Provided entries below:

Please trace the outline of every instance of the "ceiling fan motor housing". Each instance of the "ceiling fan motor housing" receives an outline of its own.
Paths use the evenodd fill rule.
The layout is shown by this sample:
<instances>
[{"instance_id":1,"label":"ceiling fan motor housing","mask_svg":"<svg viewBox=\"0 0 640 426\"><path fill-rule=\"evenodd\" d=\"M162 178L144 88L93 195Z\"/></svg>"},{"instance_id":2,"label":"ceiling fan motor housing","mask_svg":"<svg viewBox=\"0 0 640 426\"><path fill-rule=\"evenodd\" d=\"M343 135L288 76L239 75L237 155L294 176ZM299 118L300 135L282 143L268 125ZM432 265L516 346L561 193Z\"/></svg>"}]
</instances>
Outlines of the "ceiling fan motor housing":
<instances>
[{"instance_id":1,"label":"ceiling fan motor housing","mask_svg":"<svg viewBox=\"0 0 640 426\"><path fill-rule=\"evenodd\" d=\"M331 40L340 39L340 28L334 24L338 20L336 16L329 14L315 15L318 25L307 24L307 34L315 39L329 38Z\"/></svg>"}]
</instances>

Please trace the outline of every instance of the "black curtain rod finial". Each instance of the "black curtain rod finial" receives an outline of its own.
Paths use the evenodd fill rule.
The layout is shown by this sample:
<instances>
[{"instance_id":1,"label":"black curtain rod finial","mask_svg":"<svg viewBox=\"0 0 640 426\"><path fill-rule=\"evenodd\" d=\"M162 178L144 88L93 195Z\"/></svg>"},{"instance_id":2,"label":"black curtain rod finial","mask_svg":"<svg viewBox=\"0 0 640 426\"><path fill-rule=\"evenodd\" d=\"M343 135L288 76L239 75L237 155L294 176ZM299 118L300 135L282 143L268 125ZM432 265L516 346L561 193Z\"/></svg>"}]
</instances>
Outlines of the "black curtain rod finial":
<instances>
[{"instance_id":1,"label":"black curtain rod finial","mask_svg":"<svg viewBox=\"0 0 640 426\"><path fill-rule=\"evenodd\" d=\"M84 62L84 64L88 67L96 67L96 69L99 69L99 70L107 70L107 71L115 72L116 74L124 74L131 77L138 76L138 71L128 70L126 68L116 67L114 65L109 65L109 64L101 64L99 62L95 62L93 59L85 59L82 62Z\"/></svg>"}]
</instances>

End of Provided entries.

__Activity__
Keep only the lines of the listing that contain the word "every", and copy them.

__Task response__
Please trace the outline of every instance of the "ceiling fan motor housing". Each instance of the "ceiling fan motor housing" receives an outline of its own.
Please trace the outline of every instance of the "black curtain rod finial". Each instance of the "black curtain rod finial" receives an outline of its own.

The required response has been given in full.